Provided text.
•••

Can you please go back and edit your post to break this up in sections? Thank you.


----------



## lamaga (May 8, 2012)

Oh, dear. I say listen to your lawyer.

I'm sorry that this has happened, but I don't see her coming back to you. Her loss, frankly. Secure your future and that of your family by listening to your lawyer.

And thank you for your service.


----------



## Lon (Jun 6, 2011)

Sarge, yes best strategy is to give them the time space they ask for and have no contact with them - because no matter how much you want it you can't decide what others want.

Also, good to be using your lawyer at this point, put yourself and the well-being of your kids first and honestly stick it to her legally as much as you can. If she ever does become remorseful and in the off chance that you have a future relationship with her again, then none is lost, but right now she is only looking out for herself and will rake you over coals if you let her.

Be harsh, because honestly when a spouse cheats then divorces it is the harshest thing they can do to the betrayed one.

Also, what advice did your lawyer even give you when you chose to leave your home? Any reason you didn't demand she be the one to pack the bags and find another place since she is the one that wanted out?


----------



## EleGirl (Dec 3, 2011)

I do not get why you would not have told her that no you did not want to sell the car. Not being clear on your thoughts/intentions only makes you look like your are game playing.

Is her AP married?

•••

(Records from a dataset)

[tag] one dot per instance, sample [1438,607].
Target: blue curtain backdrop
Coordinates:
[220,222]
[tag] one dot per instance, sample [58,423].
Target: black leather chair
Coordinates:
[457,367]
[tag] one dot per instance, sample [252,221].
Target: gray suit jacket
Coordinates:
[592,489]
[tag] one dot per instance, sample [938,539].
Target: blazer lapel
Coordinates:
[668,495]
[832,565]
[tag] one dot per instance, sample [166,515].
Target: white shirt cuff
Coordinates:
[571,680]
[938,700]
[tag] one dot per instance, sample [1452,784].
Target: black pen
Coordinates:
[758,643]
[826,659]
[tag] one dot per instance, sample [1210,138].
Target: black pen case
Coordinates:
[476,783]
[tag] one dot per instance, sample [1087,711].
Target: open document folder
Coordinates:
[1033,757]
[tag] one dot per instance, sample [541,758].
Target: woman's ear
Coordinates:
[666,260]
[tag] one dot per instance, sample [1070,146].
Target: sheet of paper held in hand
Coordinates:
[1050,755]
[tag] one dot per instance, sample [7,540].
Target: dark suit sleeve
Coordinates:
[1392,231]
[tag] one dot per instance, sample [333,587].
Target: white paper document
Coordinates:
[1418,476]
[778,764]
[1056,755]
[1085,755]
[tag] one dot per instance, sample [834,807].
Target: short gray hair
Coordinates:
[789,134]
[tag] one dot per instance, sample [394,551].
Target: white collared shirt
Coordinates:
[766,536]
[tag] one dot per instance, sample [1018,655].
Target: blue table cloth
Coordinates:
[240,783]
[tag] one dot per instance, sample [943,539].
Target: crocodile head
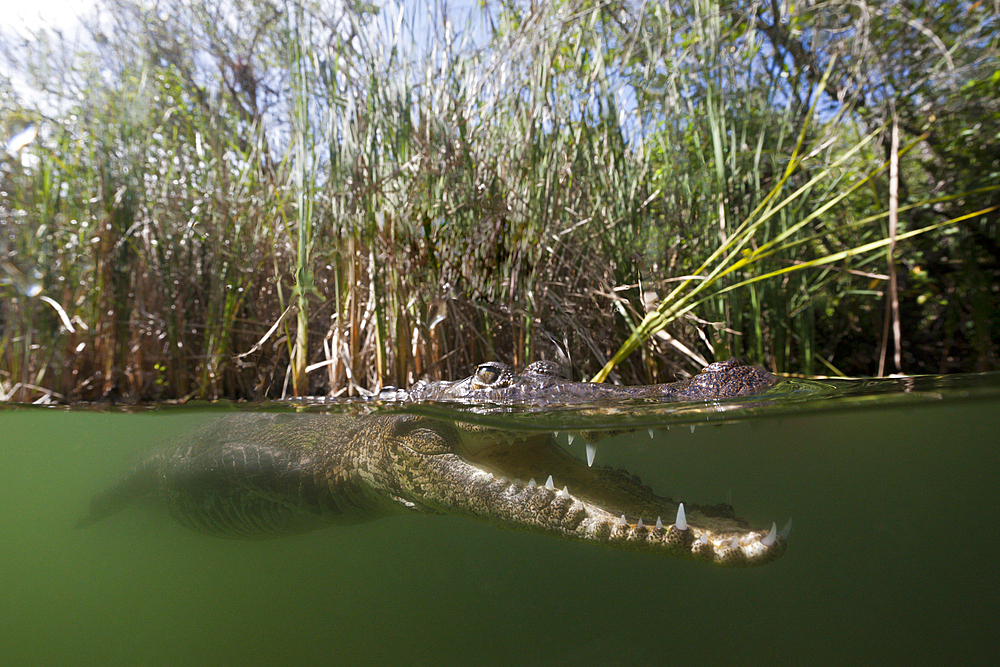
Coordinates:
[527,481]
[256,475]
[542,384]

•••

Task set.
1/ Summarize the divorce advice thread in three sentences.
2/ Continue the divorce advice thread from its final line.

Answers to each task.
1/ Replies in the thread urge the original poster to follow the lawyer's advice, secure the family's future, and give the spouse the space she asks for with no contact. One reply recommends being legally harsh and asks why the poster left the home instead of demanding that she pack her bags. Another questions why the poster did not plainly say no to selling the car, since being unclear looks like game playing, and asks whether her AP is married.

2/
I also wonder why you left your home. It's much harder to get your spouse to end an affair and work on the marriage if you are not living together and not really talking to her. Moving out and not talking to her basically seals the deal on a divorce. This is not what one does when they want to reconcile.


----------



## Shaggy (Jul 17, 2011)

Sarge, this is the time to go dark on her, and give your attorney instructions to put and end to her games and to get everything he can from her.

Don't waste a minute talking to her, she is a confirmed cheater which means a confirmed liar too. You maybe once knew her but you no longer know the cheater she as become.

Stop trying to be nice, stop trying to meet halfway. And let your lawyer loosen her.
_Posted via Mobile Device_


----------



## Shaggy (Jul 17, 2011)

Btw, it's still your home an you have the right to enter it, even if she doesn't like it.
_Posted via Mobile Device_


----------



## KanDo (Jun 15, 2011)

I'm sorry you are here. This thread my belog in the coping with infidelity section more than here. But, I think it is over. I would limit contact go through the process of divorce. If she wakes up and wants to reconcile; well, decide then what you want to do.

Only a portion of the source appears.